SELECTED EXTRACT:
__________________________________________________
We define the parity operator $\Pi$ on a ring of $N$ spins by
\be
\Pi \ X_{n} \ \Pi^{-1} = X_{N+1-n} \,,
\ee 
where $X_{n}$ is any operator at site $n \in \{ 1 \,, 2\,, \ldots \,, 
N \}$.  Clearly, $\Pi$ acts on the tensor product space $V^{\otimes 
N}$.  We can represent $\Pi$ by
\be
\Pi = \left\{ \begin{array}{cc}
{\cal P}_{1\,, N} {\cal P}_{2\,, N-1} \ldots {\cal P}_{{N\over 2}\,, 
{N+2\over 2}} & \quad \mbox{for} \quad N=\mbox{  even  } \\
{\cal P}_{1\,, N} {\cal P}_{2\,, N-1} \ldots {\cal P}_{{N-1\over 2}\,, 
{N+3\over 2}} & \quad \mbox{for} \quad N=\mbox{  odd  } 
\end{array} \right. \,,
\ee
where ${\cal P}_{i j}$ is the permutation matrix which permutes 
the $i^{th}$ and $j^{th}$ vector spaces. We note that 
$\Pi = \Pi^{-1} = \Pi^{\dagger}$ and hence $\Pi\ \Pi^{\dagger}=1$.

The ``parity invariance'' of the $R$ matrix 
${\cal P}_{12}\ R_{12}(\lambda)\ {\cal P}_{12} =  R_{12}(\lambda)$
implies that the XXZ Hamiltonian is parity invariant, $\Pi \  H \ \Pi = H$. 
Moreover, $\Pi \  S^{z} \ \Pi = S^{z}$ and $\Pi \  P \ \Pi = - P$.

Under parity, the order of the $L$ operators in the 
monodromy matrix is reversed, 
$\Pi\ T_{0}(\lambda)\ \Pi =  L_{0 1}(\lambda) \cdots L_{0 N}(\lambda)$. 
With the help of the ``time-reversal'' invariance of the $R$ matrix
$R_{12}(\lambda)^{t_{1} t_{2}} = R_{12}(\lambda)$ 
($t_{j}$ denotes transposition in the $j^{th}$ space), one can show 
that
\be
\Pi\ T_{0}(\lambda)\ \Pi =  
(-)^{N-1} W_{0}\  T_{0}(-\lambda)^{t_{0}}\  W_{0} \,,
\qquad  W = i \sigma^{y} \,.
\label{result}
\ee
In particular, we see that $\Pi\ t(\lambda)\ \Pi = (-)^{N} t(-\lambda)$.
Evidently, the parity operator does not commute with the transfer 
matrix. We also obtain from (\ref{result}) the fundamental result
\be
\Pi\ B(\lambda)\ \Pi = (-)^{N-1} B(-\lambda) \,.
__________________________________________________
Entries from a point annotation set
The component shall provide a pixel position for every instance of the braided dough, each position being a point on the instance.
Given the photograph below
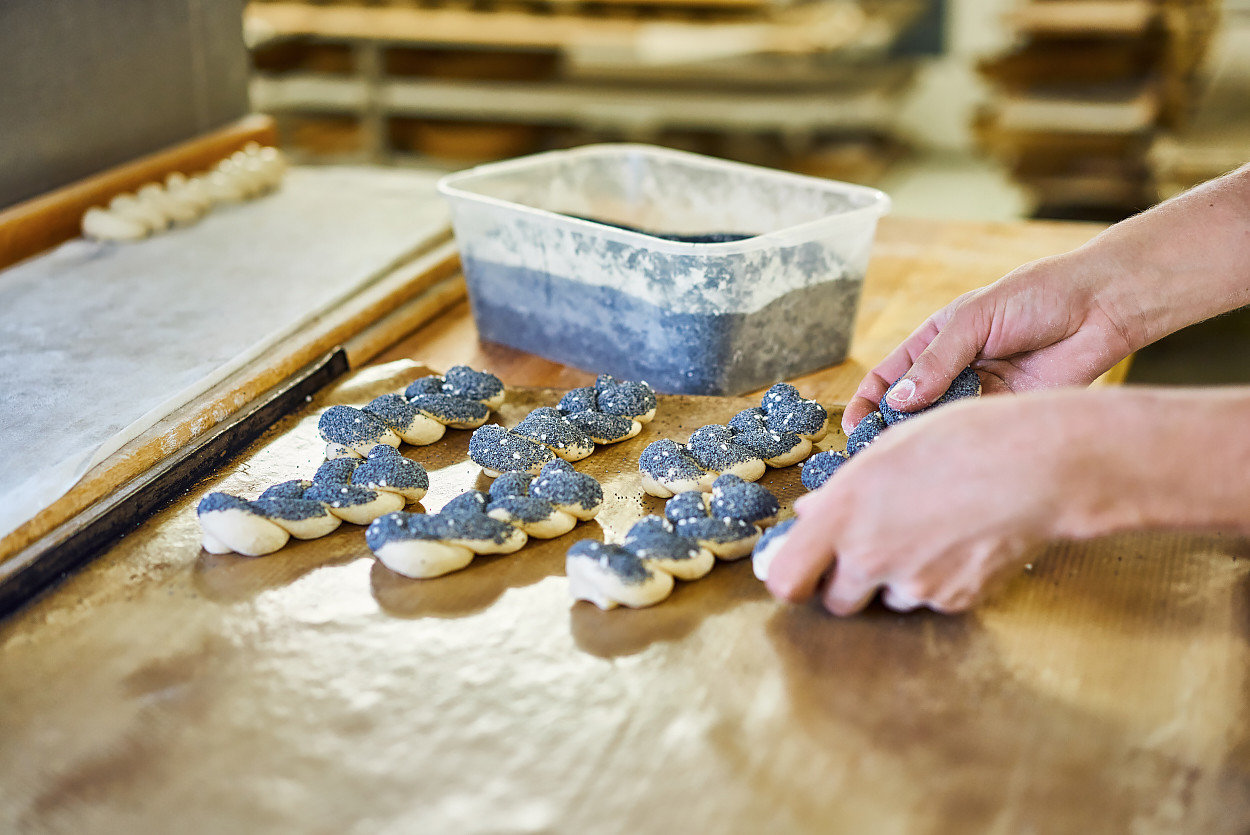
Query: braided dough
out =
(823, 465)
(779, 433)
(460, 399)
(696, 529)
(519, 506)
(351, 490)
(183, 200)
(606, 413)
__________________________________________________
JOBS:
1. Please list every operator that the parity operator text conjugates directly by $\Pi$ on both sides, in the form $\Pi \ \ldots \ \Pi$.
2. Carry on the text about the parity operator on a spin ring from the point where it ends.

ANSWERS TO THE EXERCISE:
1.
- $H$, the XXZ Hamiltonian
- $S^{z}$
- $P$
- $T_{0}(\lambda)$, the monodromy matrix
- $t(\lambda)$
- $B(\lambda)$

2.
\label{parity/second}
\ee
We shall use this result, together with the fact 
$\Pi\ \omega_{+} =  \omega_{+}$,
to investigate whether the eigenvectors of the transfer 
matrix are also eigenvectors of the parity operator. 
Since $\{ \Pi \,, P \} = 0$, a Bethe state can be an eigenstate of 
$\Pi$ only if the momentum is $P = 0 \mbox{ or } \pi \quad (\mbox{mod 
} 2 \pi)$.

\subsection{Charge conjugation}

The charge conjugation matrix $C$ is defined (see, e.g., 
\cite{baxter}) by $C= \sigma^{x}$,
since it interchanges the two-component spins ${1 \choose 0}$ and ${0 
\choose 1}$.  We denote by ${\cal C}$ the corresponding operator 
acting on the tensor product space $V^{\otimes N}$,
\be
{\cal C} =  C_{1} \cdots C_{N} \,.
\ee 
It has the properties ${\cal C} = {\cal C}^{-1} = {\cal C}^{\dagger}$,
and hence ${\cal C}\ {\cal C}^{\dagger}=1$.

The invariance of the $R$ matrix under charge conjugation
$C_{1}\ C_{2}\ R_{12}(\lambda)\ C_{1}\ C_{2} = R_{12}(\lambda)$
implies that the monodromy matrix obeys
\be
{\cal C}\ T_{0}(\lambda)\ {\cal C} = C_{0}\ T_{0}(\lambda)\ C_{0} 
\,.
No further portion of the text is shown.